### ENTRIES
◇ ◇ ◇ ◇ ◇ ◇ ◇

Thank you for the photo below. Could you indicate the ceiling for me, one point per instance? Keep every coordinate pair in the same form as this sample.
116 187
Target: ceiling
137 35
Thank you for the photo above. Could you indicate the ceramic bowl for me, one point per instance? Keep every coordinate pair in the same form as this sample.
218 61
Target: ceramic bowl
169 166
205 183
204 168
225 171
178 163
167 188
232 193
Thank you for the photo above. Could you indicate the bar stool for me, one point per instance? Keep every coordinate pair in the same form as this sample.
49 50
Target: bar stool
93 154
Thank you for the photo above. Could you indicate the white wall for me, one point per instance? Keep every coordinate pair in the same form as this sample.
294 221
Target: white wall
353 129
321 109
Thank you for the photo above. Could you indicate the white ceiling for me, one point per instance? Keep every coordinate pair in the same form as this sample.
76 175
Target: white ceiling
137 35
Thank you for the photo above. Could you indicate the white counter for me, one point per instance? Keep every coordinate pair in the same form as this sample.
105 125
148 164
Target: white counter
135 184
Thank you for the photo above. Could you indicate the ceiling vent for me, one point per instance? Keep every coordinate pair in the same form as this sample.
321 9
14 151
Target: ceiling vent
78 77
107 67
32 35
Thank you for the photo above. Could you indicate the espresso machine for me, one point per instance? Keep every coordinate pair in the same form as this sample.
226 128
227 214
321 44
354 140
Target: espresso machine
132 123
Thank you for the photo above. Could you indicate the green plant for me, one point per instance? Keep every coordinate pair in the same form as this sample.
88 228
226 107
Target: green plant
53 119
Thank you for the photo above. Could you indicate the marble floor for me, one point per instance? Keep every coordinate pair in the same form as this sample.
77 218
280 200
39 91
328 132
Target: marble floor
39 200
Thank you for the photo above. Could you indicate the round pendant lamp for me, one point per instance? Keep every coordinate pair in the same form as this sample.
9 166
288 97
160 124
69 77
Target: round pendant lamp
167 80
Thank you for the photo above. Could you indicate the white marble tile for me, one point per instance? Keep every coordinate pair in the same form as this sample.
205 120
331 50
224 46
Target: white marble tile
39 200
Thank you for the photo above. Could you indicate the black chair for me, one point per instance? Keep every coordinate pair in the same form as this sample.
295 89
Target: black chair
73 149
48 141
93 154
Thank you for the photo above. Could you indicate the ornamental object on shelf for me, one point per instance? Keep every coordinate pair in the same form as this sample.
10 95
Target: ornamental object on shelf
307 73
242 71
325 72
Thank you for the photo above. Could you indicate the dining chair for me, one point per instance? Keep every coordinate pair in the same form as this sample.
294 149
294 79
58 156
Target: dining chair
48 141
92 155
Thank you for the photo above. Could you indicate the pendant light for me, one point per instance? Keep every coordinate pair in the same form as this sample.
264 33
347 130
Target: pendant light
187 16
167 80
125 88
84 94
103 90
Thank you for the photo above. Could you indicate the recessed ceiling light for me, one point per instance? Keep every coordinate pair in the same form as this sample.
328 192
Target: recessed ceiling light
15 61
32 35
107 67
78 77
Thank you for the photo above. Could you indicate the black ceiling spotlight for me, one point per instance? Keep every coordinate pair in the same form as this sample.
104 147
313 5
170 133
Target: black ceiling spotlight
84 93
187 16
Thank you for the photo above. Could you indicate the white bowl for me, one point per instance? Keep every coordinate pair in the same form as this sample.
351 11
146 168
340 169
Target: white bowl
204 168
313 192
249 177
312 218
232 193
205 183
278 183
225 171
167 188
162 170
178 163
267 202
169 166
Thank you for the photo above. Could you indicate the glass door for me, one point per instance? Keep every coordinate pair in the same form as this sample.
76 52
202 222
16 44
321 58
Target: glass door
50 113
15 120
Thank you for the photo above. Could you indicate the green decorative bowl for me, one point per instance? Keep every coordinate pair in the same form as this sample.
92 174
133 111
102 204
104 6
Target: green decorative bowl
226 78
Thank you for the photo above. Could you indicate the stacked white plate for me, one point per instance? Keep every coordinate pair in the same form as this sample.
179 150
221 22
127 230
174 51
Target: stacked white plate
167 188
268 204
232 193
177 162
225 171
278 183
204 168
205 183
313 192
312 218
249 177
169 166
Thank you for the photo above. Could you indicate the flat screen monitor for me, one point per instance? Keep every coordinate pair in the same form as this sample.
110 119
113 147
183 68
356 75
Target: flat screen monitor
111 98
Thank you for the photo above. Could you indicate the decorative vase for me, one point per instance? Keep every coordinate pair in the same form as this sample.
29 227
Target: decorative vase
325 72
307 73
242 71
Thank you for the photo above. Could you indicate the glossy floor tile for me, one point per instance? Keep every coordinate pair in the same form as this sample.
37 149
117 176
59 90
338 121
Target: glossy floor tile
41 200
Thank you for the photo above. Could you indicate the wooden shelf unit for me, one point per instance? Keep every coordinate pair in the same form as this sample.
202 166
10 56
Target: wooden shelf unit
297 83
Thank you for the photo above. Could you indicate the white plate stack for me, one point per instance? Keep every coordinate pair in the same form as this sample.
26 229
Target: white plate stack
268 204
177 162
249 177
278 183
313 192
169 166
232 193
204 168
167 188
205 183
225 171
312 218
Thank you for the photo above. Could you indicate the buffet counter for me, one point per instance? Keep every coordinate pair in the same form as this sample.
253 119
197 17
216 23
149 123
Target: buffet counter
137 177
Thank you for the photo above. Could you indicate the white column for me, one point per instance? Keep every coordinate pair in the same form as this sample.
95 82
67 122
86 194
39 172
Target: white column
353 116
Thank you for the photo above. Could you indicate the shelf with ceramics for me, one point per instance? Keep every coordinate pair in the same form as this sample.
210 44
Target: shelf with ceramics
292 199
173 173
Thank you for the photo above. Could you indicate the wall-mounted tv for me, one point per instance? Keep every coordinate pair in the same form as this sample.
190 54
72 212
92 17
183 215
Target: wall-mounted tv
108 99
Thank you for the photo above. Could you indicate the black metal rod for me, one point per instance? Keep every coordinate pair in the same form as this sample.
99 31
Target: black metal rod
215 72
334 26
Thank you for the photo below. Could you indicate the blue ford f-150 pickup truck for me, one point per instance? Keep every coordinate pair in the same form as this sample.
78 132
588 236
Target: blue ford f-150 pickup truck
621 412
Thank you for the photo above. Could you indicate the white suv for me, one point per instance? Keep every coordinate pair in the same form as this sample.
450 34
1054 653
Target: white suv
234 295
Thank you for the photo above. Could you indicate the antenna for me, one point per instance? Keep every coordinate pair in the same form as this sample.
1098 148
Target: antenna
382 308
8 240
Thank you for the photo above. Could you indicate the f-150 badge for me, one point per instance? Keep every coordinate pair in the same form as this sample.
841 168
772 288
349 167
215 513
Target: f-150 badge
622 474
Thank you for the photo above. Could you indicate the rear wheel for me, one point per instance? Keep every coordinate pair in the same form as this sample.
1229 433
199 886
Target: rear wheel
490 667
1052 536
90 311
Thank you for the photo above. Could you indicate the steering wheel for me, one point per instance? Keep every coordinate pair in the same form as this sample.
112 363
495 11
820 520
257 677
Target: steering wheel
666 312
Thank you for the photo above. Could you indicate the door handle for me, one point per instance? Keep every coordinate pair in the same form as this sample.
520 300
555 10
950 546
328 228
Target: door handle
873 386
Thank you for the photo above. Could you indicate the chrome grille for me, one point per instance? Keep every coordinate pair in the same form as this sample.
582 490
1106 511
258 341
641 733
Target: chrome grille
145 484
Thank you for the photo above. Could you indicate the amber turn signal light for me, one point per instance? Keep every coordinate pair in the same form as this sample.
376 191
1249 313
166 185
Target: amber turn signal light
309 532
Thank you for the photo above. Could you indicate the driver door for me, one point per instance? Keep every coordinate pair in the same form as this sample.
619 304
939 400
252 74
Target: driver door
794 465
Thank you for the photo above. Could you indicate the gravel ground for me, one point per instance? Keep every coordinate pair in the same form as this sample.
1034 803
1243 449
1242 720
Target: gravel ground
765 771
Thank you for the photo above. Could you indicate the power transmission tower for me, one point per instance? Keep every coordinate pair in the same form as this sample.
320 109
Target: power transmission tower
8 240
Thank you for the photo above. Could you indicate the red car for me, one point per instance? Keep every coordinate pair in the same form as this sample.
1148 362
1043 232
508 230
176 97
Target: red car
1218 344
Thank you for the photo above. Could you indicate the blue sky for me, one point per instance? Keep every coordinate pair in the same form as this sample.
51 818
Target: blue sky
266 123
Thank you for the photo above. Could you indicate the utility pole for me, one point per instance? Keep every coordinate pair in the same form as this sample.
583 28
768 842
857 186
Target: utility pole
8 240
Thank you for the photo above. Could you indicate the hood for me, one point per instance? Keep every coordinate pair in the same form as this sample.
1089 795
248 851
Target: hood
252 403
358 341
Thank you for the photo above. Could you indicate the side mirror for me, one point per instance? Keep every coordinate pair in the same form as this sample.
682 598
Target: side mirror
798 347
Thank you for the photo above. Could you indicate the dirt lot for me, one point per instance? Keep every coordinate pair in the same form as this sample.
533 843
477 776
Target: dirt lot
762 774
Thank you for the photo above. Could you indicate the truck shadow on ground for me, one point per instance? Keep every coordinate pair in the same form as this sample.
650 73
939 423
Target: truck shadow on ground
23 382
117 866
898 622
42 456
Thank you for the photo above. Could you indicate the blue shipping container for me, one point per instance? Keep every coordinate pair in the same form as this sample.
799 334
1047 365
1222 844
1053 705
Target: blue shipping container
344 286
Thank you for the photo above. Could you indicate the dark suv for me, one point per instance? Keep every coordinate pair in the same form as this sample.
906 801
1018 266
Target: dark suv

◇ ◇ ◇ ◇ ◇ ◇ ◇

### WHAT IS ASKED
Write out once more the lines above beginning at the line with "Thank you for the photo above. Could you indicate the truck"; continue through the final line and stop there.

### RESULT BELOW
Thank you for the photo above. Could you indicate the truck shadow on ground for me, one point per instance? Keep every coordinate pair in the same form as this sample.
650 73
939 423
Target: truck shadow on ground
23 382
117 866
898 622
42 456
Thank you for the photo above. Could you indicate the blue shipping container for me, one point per instance? Keep every coordinate pair in the same form as this sample.
799 334
1047 365
1222 844
1053 705
Target: blue shipping container
344 286
Thank you for the photo above. Could you indicate the dark suv for me, one point per instance? Keep every coordinate pair in the same form as this sample.
906 801
1018 266
Target: dark suv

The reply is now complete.